> _AIM_
Beginning at the line that contains "the shirt chest", reproduce every line to the end of the material without changing any of them.

> _EXCERPTED DATA_
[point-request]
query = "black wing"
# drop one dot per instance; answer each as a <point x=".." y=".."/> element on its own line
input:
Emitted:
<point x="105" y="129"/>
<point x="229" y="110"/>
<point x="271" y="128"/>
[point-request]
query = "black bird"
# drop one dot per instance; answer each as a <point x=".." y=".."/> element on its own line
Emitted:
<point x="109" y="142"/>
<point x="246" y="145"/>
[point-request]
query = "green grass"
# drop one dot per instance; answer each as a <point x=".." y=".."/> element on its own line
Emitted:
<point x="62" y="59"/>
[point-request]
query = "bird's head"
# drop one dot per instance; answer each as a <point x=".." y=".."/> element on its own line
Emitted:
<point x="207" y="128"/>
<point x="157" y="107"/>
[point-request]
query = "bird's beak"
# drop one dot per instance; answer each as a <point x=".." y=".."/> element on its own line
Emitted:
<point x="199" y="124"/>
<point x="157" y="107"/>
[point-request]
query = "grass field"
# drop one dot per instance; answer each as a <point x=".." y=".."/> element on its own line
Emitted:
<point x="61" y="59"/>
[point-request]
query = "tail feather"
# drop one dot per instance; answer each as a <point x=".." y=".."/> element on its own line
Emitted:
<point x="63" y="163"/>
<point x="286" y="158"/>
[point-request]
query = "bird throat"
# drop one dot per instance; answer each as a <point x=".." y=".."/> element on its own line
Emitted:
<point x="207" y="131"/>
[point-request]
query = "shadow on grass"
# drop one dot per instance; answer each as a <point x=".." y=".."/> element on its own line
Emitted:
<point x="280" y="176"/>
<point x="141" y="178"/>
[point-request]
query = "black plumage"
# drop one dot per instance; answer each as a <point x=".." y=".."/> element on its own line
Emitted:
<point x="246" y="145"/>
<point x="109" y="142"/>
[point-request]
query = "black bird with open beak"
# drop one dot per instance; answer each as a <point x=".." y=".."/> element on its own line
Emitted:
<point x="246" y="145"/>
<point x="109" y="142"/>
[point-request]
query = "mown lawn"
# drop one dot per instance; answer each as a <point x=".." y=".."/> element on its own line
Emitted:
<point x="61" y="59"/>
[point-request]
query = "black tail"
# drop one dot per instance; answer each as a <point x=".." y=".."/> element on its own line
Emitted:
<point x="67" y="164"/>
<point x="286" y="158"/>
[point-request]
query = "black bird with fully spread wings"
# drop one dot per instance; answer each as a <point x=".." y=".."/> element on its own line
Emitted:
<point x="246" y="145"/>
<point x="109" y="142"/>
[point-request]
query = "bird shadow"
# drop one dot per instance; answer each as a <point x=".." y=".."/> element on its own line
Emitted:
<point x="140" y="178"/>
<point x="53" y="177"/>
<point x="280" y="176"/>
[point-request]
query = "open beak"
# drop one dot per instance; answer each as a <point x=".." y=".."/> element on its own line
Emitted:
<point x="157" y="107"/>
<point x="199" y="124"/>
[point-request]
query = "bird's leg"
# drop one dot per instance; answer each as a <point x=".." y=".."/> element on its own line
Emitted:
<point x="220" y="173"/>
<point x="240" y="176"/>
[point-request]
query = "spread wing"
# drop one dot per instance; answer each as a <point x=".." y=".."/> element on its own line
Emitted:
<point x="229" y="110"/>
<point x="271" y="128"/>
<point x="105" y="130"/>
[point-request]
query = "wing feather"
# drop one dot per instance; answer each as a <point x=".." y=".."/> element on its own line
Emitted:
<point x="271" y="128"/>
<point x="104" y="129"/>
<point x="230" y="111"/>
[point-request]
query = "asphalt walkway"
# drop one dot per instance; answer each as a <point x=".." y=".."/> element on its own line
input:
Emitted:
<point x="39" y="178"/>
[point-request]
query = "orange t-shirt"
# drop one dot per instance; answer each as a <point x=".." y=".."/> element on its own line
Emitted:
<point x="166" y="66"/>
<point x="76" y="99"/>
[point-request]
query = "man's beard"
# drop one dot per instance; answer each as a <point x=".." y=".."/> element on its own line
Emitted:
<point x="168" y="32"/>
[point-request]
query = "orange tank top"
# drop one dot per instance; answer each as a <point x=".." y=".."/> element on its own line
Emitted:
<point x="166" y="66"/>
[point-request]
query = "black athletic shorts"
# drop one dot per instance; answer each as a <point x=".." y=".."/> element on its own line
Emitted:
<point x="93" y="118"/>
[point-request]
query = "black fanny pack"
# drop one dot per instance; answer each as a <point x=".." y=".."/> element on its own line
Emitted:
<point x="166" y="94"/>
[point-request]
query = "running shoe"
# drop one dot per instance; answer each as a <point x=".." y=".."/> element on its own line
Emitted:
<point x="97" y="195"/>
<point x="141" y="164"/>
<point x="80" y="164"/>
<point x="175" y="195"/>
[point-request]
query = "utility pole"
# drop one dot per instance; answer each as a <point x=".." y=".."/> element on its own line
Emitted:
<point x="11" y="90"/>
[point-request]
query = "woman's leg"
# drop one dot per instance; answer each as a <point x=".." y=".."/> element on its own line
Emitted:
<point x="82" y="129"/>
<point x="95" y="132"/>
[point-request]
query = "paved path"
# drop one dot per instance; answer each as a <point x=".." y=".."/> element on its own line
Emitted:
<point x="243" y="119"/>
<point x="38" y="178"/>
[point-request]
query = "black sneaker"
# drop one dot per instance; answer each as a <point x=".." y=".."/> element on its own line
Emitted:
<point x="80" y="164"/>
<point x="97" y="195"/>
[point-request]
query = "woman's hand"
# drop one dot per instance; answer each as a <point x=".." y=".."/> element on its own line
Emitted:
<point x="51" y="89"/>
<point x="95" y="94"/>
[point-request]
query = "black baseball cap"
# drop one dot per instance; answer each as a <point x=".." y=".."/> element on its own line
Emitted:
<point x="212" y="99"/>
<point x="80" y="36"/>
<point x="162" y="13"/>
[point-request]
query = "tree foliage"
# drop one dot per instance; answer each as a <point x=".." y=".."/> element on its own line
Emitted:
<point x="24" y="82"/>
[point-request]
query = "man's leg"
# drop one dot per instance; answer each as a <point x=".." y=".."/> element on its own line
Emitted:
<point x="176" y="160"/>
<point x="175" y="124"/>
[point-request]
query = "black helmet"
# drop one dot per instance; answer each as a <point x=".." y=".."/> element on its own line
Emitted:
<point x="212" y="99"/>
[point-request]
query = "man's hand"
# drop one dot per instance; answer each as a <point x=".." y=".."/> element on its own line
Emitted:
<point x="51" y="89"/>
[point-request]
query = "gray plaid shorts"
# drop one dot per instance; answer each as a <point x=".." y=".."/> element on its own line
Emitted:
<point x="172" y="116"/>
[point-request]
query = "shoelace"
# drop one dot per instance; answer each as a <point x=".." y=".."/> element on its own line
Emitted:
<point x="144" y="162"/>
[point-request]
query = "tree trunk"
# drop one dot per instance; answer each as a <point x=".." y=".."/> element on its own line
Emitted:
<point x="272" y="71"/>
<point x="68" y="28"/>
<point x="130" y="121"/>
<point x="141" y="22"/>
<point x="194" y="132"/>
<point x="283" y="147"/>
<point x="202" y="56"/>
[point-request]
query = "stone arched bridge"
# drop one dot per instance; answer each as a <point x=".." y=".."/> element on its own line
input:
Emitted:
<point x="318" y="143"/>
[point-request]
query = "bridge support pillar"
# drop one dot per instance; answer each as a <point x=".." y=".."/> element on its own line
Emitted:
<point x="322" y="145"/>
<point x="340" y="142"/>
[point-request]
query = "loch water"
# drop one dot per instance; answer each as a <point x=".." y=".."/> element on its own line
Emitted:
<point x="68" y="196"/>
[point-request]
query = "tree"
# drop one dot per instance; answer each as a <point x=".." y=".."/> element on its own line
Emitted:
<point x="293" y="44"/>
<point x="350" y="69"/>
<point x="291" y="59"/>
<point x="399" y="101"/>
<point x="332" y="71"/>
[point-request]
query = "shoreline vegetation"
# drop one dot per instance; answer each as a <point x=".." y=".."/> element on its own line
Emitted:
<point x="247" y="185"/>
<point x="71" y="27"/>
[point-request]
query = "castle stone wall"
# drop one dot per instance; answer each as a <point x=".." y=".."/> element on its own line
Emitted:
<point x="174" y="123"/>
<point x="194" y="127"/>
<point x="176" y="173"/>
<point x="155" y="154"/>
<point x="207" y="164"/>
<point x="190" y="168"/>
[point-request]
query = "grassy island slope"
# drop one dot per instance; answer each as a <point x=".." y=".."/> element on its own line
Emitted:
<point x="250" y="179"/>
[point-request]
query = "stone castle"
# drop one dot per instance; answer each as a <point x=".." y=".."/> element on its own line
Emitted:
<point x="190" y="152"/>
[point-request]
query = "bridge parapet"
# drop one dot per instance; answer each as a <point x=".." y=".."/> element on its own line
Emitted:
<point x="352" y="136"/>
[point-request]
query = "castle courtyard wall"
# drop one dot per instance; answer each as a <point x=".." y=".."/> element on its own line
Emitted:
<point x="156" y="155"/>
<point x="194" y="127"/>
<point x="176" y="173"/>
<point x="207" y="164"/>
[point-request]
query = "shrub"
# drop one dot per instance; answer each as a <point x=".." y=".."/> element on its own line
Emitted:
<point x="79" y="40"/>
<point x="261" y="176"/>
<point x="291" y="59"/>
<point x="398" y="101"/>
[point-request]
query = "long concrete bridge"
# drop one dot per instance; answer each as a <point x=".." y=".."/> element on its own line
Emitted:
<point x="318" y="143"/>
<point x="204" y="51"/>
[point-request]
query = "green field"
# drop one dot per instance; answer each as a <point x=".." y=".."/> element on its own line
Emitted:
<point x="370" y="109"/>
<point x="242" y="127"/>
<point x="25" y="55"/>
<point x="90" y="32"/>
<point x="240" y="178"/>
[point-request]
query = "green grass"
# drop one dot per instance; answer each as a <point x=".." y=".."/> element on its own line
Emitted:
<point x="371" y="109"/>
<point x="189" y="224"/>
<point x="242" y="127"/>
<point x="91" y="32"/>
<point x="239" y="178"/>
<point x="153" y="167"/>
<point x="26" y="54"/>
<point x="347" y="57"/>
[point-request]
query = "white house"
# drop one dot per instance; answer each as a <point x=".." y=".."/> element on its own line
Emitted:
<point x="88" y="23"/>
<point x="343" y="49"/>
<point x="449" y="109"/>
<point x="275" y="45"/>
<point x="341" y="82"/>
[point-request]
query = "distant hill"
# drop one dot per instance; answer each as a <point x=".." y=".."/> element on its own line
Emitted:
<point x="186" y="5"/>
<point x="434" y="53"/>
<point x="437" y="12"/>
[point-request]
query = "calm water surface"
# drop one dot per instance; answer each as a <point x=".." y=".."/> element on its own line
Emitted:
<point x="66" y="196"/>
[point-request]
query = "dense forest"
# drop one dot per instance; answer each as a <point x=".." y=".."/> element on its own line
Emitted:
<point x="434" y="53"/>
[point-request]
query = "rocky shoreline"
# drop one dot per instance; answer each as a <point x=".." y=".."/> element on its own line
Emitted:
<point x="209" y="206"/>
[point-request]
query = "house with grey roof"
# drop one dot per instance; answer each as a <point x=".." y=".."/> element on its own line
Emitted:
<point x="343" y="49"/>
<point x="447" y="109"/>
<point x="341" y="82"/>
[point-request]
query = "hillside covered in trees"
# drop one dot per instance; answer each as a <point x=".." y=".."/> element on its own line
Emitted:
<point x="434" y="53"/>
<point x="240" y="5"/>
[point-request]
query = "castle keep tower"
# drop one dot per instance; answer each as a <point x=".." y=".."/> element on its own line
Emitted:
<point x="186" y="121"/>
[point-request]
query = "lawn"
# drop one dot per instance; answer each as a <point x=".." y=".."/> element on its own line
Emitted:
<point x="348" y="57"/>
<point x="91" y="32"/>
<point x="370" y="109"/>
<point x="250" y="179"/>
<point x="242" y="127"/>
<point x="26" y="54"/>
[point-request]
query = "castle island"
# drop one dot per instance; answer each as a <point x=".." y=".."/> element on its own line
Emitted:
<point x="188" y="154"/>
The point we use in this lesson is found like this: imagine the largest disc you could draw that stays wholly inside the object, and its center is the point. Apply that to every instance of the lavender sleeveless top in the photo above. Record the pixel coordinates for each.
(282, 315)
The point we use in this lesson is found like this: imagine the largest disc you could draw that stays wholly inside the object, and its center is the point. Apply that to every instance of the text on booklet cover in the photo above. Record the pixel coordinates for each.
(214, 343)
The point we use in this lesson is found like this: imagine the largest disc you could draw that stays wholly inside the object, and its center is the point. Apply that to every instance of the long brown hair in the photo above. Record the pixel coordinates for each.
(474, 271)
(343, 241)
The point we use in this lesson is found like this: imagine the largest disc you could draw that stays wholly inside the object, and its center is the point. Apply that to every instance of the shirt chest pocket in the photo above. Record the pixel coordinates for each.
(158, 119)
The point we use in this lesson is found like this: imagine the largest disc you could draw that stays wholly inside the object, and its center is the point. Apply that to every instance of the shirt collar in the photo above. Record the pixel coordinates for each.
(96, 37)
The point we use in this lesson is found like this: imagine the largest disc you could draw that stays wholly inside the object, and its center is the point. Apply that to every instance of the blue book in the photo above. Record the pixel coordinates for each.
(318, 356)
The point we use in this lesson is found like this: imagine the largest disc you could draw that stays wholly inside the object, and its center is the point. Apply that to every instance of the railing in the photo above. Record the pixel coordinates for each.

> _SOLVED PROBLEM_
The point we use in this lesson is found like this: imagine the largest disc you could draw that stays wholly inside the object, and its center is the point. Apply that to every instance of the shirt chest pocket in the photo above. Record the pixel coordinates for each.
(158, 119)
The point we use in this lesson is found like this: imagine the largest disc you could draw that stays wholly inside the object, and its center is the point. Apply that to every instance of the shirt collar in the photo above. Record the pixel coordinates for each.
(96, 37)
The point we use in this lesson is found like this: imagine the largest disc you could draw that stays wholly inside the object, and its center is the point. Apply that to every instance of the blue book in the photo above. Record the pixel coordinates for each.
(318, 356)
The point we use in this lesson is found like this: imagine the largest disc you could draw that stays wholly inside the object, and its center is the point. Apply that to every instance of the railing in the photo above. Record the pixel coordinates for each.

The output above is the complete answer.